======== RECORD EXCERPTS

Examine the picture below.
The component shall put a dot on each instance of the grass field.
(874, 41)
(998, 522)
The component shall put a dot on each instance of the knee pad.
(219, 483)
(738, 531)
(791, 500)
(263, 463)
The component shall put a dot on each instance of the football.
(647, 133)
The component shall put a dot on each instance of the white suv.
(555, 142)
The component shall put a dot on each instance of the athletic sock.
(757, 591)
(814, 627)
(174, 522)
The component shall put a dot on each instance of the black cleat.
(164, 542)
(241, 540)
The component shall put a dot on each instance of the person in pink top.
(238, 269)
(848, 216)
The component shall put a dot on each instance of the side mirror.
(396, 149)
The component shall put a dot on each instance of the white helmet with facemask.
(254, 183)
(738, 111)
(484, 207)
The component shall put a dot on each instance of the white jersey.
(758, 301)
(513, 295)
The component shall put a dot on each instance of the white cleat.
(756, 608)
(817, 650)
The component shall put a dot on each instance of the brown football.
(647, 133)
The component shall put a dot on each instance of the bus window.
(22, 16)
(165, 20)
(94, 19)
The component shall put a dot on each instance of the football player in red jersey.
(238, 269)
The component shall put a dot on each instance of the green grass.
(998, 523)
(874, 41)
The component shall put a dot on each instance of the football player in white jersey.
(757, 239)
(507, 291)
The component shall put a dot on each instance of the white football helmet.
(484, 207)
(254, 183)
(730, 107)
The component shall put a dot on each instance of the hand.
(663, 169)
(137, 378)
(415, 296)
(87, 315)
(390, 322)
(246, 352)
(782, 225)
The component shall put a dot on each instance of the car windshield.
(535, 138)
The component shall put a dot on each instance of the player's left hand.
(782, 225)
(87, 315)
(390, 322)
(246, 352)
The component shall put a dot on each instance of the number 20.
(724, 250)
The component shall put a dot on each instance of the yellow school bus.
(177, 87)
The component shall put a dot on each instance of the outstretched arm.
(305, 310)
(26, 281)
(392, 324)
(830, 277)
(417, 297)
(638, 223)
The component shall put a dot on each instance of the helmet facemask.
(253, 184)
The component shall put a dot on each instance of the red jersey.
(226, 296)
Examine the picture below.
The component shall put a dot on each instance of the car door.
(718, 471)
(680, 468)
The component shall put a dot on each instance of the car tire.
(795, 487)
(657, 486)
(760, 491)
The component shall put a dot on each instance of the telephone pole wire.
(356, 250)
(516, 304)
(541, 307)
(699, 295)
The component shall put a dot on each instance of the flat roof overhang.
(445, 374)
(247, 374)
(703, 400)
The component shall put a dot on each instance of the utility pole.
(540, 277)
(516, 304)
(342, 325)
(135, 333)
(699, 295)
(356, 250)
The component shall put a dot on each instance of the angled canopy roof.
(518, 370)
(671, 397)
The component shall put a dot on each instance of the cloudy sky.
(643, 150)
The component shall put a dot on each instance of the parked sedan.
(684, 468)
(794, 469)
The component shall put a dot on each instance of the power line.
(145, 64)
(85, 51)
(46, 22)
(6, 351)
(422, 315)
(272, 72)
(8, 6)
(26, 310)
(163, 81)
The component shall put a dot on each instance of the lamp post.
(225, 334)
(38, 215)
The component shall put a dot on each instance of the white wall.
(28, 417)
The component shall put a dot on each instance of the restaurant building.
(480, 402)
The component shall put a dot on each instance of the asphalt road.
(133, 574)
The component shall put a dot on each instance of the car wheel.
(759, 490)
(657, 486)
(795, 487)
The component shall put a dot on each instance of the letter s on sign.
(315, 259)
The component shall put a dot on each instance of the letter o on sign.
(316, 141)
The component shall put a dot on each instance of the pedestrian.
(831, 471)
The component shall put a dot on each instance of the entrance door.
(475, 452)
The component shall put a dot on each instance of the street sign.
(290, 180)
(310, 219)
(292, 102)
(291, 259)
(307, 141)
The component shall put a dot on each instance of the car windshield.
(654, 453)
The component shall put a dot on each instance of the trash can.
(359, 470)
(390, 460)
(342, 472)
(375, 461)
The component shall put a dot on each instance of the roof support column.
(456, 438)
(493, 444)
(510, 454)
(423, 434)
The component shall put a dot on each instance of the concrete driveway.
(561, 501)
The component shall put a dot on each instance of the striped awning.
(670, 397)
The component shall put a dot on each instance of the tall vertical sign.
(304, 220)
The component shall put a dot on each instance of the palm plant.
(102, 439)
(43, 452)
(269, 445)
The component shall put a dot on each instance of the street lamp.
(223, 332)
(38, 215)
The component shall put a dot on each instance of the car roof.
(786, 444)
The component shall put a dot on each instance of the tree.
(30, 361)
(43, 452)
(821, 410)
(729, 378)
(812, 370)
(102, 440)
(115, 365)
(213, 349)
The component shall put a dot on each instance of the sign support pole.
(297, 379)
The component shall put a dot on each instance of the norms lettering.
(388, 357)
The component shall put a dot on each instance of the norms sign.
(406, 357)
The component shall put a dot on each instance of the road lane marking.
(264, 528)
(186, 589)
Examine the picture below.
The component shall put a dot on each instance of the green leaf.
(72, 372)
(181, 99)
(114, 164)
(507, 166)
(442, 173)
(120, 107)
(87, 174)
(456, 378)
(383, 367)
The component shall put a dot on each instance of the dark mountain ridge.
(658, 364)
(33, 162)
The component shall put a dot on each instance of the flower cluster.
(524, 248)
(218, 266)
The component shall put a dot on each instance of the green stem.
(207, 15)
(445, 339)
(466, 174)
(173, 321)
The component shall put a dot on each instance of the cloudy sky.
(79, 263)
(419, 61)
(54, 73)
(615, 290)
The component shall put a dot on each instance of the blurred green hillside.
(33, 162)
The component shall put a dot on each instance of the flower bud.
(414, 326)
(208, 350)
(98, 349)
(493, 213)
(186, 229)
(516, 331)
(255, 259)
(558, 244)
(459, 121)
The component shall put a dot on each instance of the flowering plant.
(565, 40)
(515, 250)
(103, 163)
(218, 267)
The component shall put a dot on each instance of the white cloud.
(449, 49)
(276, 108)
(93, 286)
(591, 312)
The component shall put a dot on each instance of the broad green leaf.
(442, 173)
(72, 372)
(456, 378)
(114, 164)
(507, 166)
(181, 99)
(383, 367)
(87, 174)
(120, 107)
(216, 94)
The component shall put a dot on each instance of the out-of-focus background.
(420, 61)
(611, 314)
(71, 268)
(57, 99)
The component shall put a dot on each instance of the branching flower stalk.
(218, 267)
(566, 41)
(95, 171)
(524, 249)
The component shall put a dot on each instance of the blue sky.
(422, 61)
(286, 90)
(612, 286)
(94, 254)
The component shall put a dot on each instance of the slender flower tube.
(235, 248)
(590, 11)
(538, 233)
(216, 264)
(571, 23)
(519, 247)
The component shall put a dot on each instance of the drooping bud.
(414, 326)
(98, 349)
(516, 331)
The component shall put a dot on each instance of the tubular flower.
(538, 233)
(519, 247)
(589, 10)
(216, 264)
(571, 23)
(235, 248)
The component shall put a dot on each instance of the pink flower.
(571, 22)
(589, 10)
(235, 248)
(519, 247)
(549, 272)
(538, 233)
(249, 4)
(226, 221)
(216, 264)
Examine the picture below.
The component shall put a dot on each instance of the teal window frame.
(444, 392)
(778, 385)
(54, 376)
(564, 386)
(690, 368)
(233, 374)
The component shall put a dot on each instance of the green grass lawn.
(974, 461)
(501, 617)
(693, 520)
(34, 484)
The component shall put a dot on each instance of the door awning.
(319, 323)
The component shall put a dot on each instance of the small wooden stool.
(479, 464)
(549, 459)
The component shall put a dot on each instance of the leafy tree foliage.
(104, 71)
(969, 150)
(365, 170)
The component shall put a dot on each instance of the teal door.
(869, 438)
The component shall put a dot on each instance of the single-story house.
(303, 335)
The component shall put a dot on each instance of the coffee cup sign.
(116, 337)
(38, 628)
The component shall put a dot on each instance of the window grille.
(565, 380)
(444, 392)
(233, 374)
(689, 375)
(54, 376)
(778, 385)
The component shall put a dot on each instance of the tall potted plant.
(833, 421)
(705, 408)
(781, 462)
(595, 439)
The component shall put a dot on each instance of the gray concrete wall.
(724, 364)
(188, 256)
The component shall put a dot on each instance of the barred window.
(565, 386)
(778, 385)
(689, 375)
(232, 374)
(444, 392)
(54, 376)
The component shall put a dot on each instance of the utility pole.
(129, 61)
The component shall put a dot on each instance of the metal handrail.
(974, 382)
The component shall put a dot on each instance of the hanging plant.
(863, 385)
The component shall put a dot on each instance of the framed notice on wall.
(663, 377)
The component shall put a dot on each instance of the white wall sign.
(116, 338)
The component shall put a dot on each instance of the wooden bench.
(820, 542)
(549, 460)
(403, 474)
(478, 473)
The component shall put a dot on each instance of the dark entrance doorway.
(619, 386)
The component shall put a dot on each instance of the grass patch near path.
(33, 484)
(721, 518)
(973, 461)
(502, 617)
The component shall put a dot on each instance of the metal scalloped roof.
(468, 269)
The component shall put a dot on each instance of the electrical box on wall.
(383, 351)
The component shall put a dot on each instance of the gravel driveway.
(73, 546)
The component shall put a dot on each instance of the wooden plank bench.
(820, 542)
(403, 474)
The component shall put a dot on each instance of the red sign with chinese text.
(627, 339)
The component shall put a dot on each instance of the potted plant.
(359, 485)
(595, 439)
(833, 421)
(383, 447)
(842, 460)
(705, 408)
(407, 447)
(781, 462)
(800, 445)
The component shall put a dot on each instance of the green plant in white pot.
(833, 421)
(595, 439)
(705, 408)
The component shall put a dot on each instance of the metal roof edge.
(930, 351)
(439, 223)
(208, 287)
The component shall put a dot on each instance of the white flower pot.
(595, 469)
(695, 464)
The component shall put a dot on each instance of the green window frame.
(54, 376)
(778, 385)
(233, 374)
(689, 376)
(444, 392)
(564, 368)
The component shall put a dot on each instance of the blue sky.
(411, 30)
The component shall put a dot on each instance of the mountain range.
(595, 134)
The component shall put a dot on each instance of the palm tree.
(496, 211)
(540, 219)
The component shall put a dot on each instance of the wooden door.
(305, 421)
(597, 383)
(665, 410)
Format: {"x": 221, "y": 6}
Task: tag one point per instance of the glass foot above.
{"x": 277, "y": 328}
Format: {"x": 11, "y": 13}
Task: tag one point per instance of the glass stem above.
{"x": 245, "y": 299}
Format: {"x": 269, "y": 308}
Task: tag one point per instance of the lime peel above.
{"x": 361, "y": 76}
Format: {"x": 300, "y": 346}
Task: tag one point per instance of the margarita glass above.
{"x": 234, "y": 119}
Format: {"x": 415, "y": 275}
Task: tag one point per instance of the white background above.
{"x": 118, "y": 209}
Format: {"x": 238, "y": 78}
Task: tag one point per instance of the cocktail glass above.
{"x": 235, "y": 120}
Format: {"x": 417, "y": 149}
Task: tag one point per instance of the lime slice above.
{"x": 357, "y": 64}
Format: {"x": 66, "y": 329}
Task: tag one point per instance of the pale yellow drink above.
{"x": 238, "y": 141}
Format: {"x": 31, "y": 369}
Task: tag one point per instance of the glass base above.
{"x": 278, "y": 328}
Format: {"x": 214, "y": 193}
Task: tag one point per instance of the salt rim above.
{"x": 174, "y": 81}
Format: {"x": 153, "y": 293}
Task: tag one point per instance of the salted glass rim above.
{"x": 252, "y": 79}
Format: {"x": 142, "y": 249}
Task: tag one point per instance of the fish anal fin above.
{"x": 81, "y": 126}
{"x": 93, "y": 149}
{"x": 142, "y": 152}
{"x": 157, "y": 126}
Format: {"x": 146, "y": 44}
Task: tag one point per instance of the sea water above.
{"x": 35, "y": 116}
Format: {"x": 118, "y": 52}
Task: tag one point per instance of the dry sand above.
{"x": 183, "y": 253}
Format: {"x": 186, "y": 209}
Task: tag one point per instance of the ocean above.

================

• **EXERCISE PROMPT**: Output nothing but the lines from the one with "Task: tag one point per instance of the pale" through the last line above, each exactly as it stands.

• **WRITTEN RESPONSE**:
Task: tag one point per instance of the pale yellow drink above.
{"x": 238, "y": 141}
Format: {"x": 31, "y": 369}
Task: tag one point per instance of the glass base above.
{"x": 278, "y": 328}
Format: {"x": 214, "y": 193}
Task: tag one point per instance of the salt rim above.
{"x": 174, "y": 81}
Format: {"x": 153, "y": 293}
Task: tag one point per instance of the salted glass rim above.
{"x": 252, "y": 79}
Format: {"x": 142, "y": 249}
Task: tag one point per instance of the fish anal fin above.
{"x": 81, "y": 126}
{"x": 93, "y": 149}
{"x": 142, "y": 152}
{"x": 157, "y": 126}
Format: {"x": 146, "y": 44}
Task: tag one point per instance of the sea water above.
{"x": 35, "y": 116}
Format: {"x": 118, "y": 52}
Task: tag one point per instance of the dry sand above.
{"x": 183, "y": 253}
Format: {"x": 186, "y": 209}
Task: tag one point per instance of the ocean above.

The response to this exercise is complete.